Data for the task.
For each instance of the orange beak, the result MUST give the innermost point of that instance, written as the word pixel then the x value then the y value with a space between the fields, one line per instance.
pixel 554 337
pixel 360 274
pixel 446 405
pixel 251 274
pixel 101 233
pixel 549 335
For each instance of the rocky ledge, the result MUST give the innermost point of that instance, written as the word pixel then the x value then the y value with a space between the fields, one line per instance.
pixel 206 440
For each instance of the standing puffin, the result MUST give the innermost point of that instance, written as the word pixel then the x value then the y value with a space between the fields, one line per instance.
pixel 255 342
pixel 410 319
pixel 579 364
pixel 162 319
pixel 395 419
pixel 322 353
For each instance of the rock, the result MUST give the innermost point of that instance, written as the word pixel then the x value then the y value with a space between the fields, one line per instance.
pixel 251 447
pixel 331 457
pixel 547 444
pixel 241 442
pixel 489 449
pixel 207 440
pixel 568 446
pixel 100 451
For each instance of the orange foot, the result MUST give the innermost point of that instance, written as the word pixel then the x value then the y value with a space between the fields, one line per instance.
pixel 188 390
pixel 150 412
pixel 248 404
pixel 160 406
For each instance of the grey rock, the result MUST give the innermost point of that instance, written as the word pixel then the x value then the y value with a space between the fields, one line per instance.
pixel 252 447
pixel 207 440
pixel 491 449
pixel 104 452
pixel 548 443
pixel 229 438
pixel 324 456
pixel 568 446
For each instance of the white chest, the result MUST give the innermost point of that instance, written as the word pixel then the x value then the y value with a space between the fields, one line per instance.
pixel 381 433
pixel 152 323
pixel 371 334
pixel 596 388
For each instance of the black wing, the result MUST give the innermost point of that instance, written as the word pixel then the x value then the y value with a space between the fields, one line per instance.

What you need to do.
Copy the data once more. Leave nothing out.

Result.
For each instance of the orange beak, the result MUST give the innermost point of that instance, written as the word pixel then the x value then the y value with a space between the fields, one line per instance.
pixel 554 337
pixel 360 274
pixel 446 405
pixel 251 274
pixel 101 233
pixel 549 335
For each instance of the rocky ledge, the result MUST give the innermost point of that instance, written as the word pixel then the x value then the y value with a space between the fields, one line per instance.
pixel 206 440
For each instance of the standing puffin, the result MUST give the innermost point of that instance, written as the word pixel then the x value then the y value with a space between the fields, one line per instance.
pixel 255 342
pixel 410 319
pixel 579 364
pixel 162 319
pixel 395 419
pixel 322 353
For each instance of the rock, the result MUST give the innermost point of that instance, written as the word pixel then the x value then the y value with a space between the fields, one line per instance.
pixel 251 447
pixel 331 457
pixel 547 444
pixel 241 442
pixel 489 449
pixel 207 440
pixel 568 446
pixel 100 451
For each instance of the orange foot, the result MUST give the innermost point of that instance, written as the word pixel then the x value then the y value with a space between the fields, one line per instance.
pixel 188 390
pixel 150 412
pixel 248 404
pixel 160 406
For each instance of the grey rock, the result MUST give the innermost point of that instance, written as the word pixel then the x value then the y value with a space between the fields, one line per instance.
pixel 252 447
pixel 207 440
pixel 491 449
pixel 104 452
pixel 548 443
pixel 229 438
pixel 324 456
pixel 568 446
For each instance of the white chest, the result MUST give the innermost point of that instance, written as the word pixel then the x value then the y value with a space between the fields, one line per instance.
pixel 381 433
pixel 152 323
pixel 371 334
pixel 596 388
For each instance of the black wing, the result MUST give the innermost point of that instance, written as the word pixel then the x value then the y value with a space between the fields, one line per instance.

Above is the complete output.